───── Página

É muito difícil acreditar que Lula
ignorasse a corrupção promovida pelo PT logo em 2005, pelo que, do ponto de
vista da reconstrução de uma democracia viável no Brasil, o seu tempo e do PT
já passou.
Era previsível que o
encarniçamento político em torno da figura do antigo presidente Lula
descambasse como descambou. O processo judicial contra Lula e a sua prisão
final, apesar de ainda poderem ser postos em causa pelos sucessivos recursos
aos tribunais, são manifestamente débeis e, sobretudo, totalmente
contraproducentes. Algo similar se tem passado aliás em Espanha com a
judicialização do independentismo catalão: figuras patéticas como o antigo
presidente da Generalitat– Carles Puigdemont, um mero pião da táctica
esquerdistóide da CUP contra a União Europeia – não teriam subsistido se não
fossem os descabidos encarceramentos das lideranças independentistas.
Agora, será a vez de Lula e os
seus apoiantes beneficiarem da insensatez política que constitui a condenação
do antigo presidente a doze anos de prisão por um crime trivial e mal provado;
e sobretudo pela sua prisão, que faz de Lula o mártir que ele nunca foi. Esta
personalização dos atores políticos, assim como a criação de figuras
pretensamente carismáticas, que tanto podem conseguir tudo como tudo deitar a
perder, são erros desastrosos que têm toda a probabilidade de se voltar contra
o normal funcionamento democrático, como aliás sucede em Itália há mais de 20
anos devido à intervenção, à primeira vista bem-vinda, dos juízes do processo
«Mãos Limpas», igualmente contra a corrupção política!

──────────
───── Dados disponíveis

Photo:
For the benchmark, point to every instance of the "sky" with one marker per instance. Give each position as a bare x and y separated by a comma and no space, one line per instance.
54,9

──────────

Tarefas e exercícios =>
**1.** Reescreva em forma de lista o parágrafo do artigo sobre Lula que começa por «Era previsível que o», conservando os factos principais.
**2.** Prossiga o artigo sobre Lula a partir da última frase apresentada, mantendo o mesmo registo.

Resultados do exercício =>
**1.**
- Era previsível que o encarniçamento político em torno do antigo presidente Lula descambasse como descambou.
- O processo judicial contra Lula e a sua prisão final ainda podem ser postos em causa por recursos aos tribunais. São, no entanto, manifestamente débeis e totalmente contraproducentes.
- Algo similar passa-se em Espanha com a judicialização do independentismo catalão.
- Figuras como Carles Puigdemont, antigo presidente da Generalitat, ligado à táctica da CUP contra a União Europeia, não teriam subsistido sem os descabidos encarceramentos das lideranças independentistas.

**2.**
Resta pois saber de que forma
o «sacrifício» de Lula determinará o comportamento das forças partidárias
brasileiras na próxima eleição presidencial. Visto de cá, o que efetivamente
parece estar a suceder é o rápido declínio do antigo PT, sobretudo nas regiões
mais desenvolvidas e capacitadas do Brasil, perante um sistema partidário cada
vez mais pulverizado pelas sucessivas crises económicas e sociais anteriores e
posteriores à demissão da sucessora investida por Lula, a presidente Dilma
Rousseff, como aliás se viu nas eleições municipais de 2016 em que o PT já
sofreu uma pesada derrota.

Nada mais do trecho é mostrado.